_PROBLEM:_ The full listing below must be printed exactly, word for word.

_THE DATA:_
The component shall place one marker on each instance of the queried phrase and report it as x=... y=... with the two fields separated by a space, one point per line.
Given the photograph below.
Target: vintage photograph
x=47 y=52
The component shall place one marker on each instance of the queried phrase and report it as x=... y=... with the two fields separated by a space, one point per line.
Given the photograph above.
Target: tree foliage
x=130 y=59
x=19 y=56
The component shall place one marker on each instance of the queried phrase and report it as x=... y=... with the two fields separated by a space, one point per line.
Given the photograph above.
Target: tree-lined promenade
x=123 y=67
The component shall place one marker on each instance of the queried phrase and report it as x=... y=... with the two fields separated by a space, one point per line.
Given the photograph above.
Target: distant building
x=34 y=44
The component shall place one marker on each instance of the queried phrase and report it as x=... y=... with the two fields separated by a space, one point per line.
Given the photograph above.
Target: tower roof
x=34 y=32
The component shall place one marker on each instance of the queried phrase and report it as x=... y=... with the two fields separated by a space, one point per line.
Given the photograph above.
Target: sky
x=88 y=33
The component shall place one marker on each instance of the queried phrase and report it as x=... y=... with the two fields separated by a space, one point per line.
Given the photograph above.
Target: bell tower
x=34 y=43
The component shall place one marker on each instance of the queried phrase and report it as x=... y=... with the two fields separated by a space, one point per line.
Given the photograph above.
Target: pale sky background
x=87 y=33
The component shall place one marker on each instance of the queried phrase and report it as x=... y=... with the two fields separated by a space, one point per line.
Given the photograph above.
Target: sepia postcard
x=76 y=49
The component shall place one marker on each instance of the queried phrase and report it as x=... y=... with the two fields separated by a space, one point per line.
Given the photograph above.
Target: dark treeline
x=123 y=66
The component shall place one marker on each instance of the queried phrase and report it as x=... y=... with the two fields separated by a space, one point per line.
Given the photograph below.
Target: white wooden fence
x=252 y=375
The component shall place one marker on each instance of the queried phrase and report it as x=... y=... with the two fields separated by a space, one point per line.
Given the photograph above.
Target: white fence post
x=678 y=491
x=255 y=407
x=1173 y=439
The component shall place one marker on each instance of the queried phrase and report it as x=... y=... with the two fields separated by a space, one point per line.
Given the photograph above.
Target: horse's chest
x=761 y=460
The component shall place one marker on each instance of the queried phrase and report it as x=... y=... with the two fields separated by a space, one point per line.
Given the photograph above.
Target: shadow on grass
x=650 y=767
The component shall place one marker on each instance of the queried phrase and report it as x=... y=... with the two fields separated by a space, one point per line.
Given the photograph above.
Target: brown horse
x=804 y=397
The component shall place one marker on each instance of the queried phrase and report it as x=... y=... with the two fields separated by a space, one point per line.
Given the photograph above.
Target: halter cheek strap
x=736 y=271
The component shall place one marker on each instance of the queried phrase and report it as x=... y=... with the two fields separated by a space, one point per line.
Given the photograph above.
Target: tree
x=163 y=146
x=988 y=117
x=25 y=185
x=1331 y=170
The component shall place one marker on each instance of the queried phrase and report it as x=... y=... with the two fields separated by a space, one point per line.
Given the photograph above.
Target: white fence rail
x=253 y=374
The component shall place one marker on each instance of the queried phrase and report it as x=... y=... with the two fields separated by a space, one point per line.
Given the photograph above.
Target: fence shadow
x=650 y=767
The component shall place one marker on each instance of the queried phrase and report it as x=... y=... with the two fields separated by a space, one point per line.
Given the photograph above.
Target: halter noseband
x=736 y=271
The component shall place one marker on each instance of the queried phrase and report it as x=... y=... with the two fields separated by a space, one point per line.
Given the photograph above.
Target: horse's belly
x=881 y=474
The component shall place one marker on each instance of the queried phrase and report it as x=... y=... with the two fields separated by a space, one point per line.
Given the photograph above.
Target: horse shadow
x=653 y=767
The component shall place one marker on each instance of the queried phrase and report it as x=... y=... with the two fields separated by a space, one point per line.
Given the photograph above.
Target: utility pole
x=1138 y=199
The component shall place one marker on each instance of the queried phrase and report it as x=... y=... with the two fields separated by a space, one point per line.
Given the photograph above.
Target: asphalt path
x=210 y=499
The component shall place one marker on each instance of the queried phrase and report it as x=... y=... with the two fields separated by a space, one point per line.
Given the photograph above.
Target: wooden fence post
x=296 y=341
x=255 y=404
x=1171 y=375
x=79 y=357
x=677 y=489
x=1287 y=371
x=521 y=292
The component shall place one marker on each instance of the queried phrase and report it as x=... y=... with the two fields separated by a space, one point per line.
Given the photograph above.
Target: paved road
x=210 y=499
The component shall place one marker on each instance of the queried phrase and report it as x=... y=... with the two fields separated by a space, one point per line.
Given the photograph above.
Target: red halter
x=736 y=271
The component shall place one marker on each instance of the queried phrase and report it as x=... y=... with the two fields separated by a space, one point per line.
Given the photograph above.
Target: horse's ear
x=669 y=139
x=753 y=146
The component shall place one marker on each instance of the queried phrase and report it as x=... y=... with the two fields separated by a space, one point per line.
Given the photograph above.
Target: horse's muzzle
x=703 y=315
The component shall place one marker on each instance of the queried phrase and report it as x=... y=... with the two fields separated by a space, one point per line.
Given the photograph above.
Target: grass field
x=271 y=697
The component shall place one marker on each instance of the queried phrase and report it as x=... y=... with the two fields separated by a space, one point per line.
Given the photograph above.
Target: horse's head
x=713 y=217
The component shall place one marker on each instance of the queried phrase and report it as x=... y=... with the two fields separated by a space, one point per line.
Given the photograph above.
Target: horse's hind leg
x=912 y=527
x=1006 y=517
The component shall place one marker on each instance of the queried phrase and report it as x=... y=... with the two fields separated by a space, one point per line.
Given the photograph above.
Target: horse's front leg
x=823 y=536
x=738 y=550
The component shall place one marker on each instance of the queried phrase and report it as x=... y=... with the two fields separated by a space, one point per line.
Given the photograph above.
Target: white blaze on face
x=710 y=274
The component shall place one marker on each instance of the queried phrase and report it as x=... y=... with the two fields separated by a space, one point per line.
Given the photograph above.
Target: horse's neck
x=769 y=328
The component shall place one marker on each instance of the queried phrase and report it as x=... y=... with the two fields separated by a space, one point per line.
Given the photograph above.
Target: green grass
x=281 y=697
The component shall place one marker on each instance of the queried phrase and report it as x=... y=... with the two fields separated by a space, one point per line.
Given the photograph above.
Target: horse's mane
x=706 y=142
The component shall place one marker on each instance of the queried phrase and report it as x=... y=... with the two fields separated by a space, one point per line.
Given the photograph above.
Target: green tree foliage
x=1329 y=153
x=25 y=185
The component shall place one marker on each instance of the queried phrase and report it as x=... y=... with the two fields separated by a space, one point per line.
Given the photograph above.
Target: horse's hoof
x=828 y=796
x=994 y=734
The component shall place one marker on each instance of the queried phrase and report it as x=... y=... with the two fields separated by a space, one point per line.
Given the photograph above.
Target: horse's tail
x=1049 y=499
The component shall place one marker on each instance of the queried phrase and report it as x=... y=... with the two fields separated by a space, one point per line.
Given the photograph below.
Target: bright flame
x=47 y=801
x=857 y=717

_WRITTEN SOLUTION:_
The component shall place one marker on each instance of the queried phrase and report it as x=... y=... with the two fields separated by a space, one point per line.
Given the photograph below.
Target: vintage photograph
x=47 y=52
The component shall place one marker on each instance of the queried phrase and report it as x=... y=... with the two fields separated by a space, one point per line.
Given the photograph above.
Target: tree foliage
x=130 y=59
x=19 y=56
The component shall place one marker on each instance of the queried phrase and report it as x=... y=... with the two fields separated by a space, one point per line.
Given the photograph above.
Target: tree-lined promenade
x=123 y=67
The component shall place one marker on each instance of the queried phrase and report it as x=... y=... with the two fields separated by a space, one point per line.
Given the photograph above.
Target: distant building
x=34 y=44
The component shall place one marker on each instance of the queried phrase and report it as x=... y=... with the two fields separated by a space, one point per line.
Given the photograph above.
Target: tower roof
x=34 y=32
The component shall place one marker on each instance of the queried phrase and report it as x=... y=... with the two fields separated by a space, one point per line.
Given the photograph above.
Target: sky
x=88 y=33
The component shall place one marker on each instance of the queried phrase and report it as x=... y=... with the two fields separated by a space, one point per line.
Given the photograph above.
Target: bell tower
x=34 y=43
The component shall place one marker on each instance of the queried phrase and report it as x=... y=... with the two fields separated by a space, one point per line.
Given the photograph above.
Target: pale sky background
x=87 y=33
The component shall place one marker on each instance of the queried phrase and report it as x=... y=... with the two fields separated by a space, one point per line.
Given the photograph above.
Target: sepia postcard
x=76 y=49
The component shall place one marker on each instance of the queried phrase and report it as x=... y=... with the two fields separated by a space, one point per line.
Given the photograph above.
Target: dark treeline
x=123 y=66
The component shall place one marker on each instance of the queried phrase and report it as x=... y=... with the two fields separated by a space, one point per line.
Given the photograph below.
Target: white wooden fence
x=252 y=375
The component shall place one marker on each instance of the queried phrase and report it as x=... y=... with the two fields separated by a space, one point per line.
Given the photograph above.
Target: white fence post
x=678 y=491
x=255 y=407
x=1173 y=439
The component shall place one marker on each instance of the queried phrase and report it as x=... y=... with the two fields separated by a space, one point per line.
Given the photograph above.
Target: horse's chest
x=761 y=460
The component shall place one marker on each instance of the queried phrase and report it as x=... y=... with the two fields separated by a space, one point per line.
Given the photograph above.
Target: shadow on grass
x=650 y=767
The component shall place one marker on each instance of the queried phrase and report it as x=... y=... with the two fields separated by a space, one point per line.
Given the photograph above.
Target: brown horse
x=804 y=397
The component shall place one marker on each instance of the queried phrase and report it as x=... y=... with the two fields separated by a space, one point per line.
Given the photograph above.
Target: halter cheek strap
x=736 y=271
The component shall place one marker on each instance of the queried phrase and report it as x=... y=... with the two fields separated by a space, one point per line.
Given the photograph above.
Target: tree
x=163 y=146
x=988 y=117
x=25 y=185
x=1331 y=170
The component shall place one marker on each instance of the queried phrase and report it as x=... y=... with the two fields separated by a space, one point per line.
Given the photograph above.
Target: white fence rail
x=253 y=374
The component shall place one marker on each instance of the queried phrase and report it as x=... y=... with the two fields separated by a space, one point per line.
Given the photograph above.
Target: fence shadow
x=650 y=767
The component shall place one marker on each instance of the queried phrase and report it as x=... y=... with the two fields separated by a space, one point per line.
Given the photograph above.
Target: halter noseband
x=736 y=271
The component shall place one marker on each instance of the queried phrase and report it as x=... y=... with the two fields separated by a space, one point per line.
Given the photograph above.
Target: horse's belly
x=881 y=474
The component shall place one marker on each instance of the queried phrase and report it as x=... y=... with the two fields separated by a space, one point per line.
Given the photograph above.
Target: horse shadow
x=653 y=767
The component shall place one marker on each instance of the queried phrase and report it as x=... y=... with the two fields separated by a space, one point per line.
Given the photograph above.
Target: utility pole
x=1138 y=199
The component shall place one marker on each instance of the queried phrase and report it as x=... y=... with the two fields separated by a space, one point per line.
Given the photograph above.
Target: asphalt path
x=210 y=499
The component shall place one marker on each instance of the queried phrase and report it as x=... y=... with the two fields separated by a space, one point per line.
Given the photograph above.
Target: wooden fence post
x=296 y=341
x=255 y=404
x=1171 y=375
x=79 y=357
x=677 y=489
x=1287 y=371
x=521 y=292
The component shall place one marker on each instance of the queried phrase and report it as x=... y=... with the two fields separated by a space, one point per line.
Given the photograph above.
Target: paved road
x=210 y=499
The component shall place one marker on each instance of the queried phrase and report it as x=... y=... with the two fields separated by a space, one point per line.
Given the photograph above.
Target: red halter
x=736 y=271
The component shall place one marker on each instance of the queried phrase and report it as x=... y=... with the two fields separated by a space, one point per line.
Given the photograph above.
Target: horse's ear
x=669 y=139
x=753 y=146
The component shall place one marker on each instance of the queried phrase and report it as x=... y=... with the two fields separated by a space, one point per line.
Given the photograph above.
Target: horse's muzzle
x=703 y=315
The component shall place one marker on each instance of the queried phrase and report it as x=... y=... with the two fields separated by a space, one point per line.
Given the photograph above.
Target: grass field
x=271 y=697
The component shall place one marker on each instance of the queried phrase and report it as x=... y=... with the two fields separated by a space, one point per line.
Given the photograph above.
Target: horse's head
x=713 y=217
The component shall place one marker on each instance of the queried phrase and report it as x=... y=... with the two fields separated by a space, one point per line.
Given the photograph above.
Target: horse's hind leg
x=912 y=527
x=1006 y=517
The component shall place one marker on each instance of the queried phrase and report it as x=... y=... with the two fields separated by a space, one point per line.
Given the photograph above.
Target: horse's front leg
x=823 y=536
x=738 y=550
The component shall place one marker on each instance of the queried phrase and report it as x=... y=... with the two fields separated by a space, one point per line.
Given the photograph above.
Target: white blaze on face
x=710 y=274
The component shall place one marker on each instance of the queried phrase and report it as x=... y=... with the two fields separated by a space, one point per line.
Given the photograph above.
Target: horse's neck
x=769 y=328
The component shall place one marker on each instance of the queried phrase and report it as x=... y=... with the two fields separated by a space, one point per line.
Given the photograph above.
Target: green grass
x=281 y=697
The component shall place one marker on each instance of the queried phrase and report it as x=... y=... with the two fields separated by a space, one point per line.
Given the photograph above.
Target: horse's mane
x=706 y=142
The component shall place one marker on each instance of the queried phrase and report it as x=... y=... with the two fields separated by a space, one point per line.
Given the photograph above.
Target: green tree foliage
x=1329 y=153
x=25 y=185
The component shall place one marker on each instance of the queried phrase and report it as x=... y=... with the two fields separated by a space, one point per line.
Given the photograph above.
Target: horse's hoof
x=828 y=796
x=994 y=734
The component shall place one marker on each instance of the queried phrase and report it as x=... y=... with the two fields separated by a space, one point per line.
Given the photograph above.
Target: horse's tail
x=1049 y=499
The component shall place one marker on each instance of the queried phrase and report it as x=... y=... with the two fields separated by a space, one point per line.
Given the photograph below.
Target: bright flame
x=47 y=801
x=857 y=717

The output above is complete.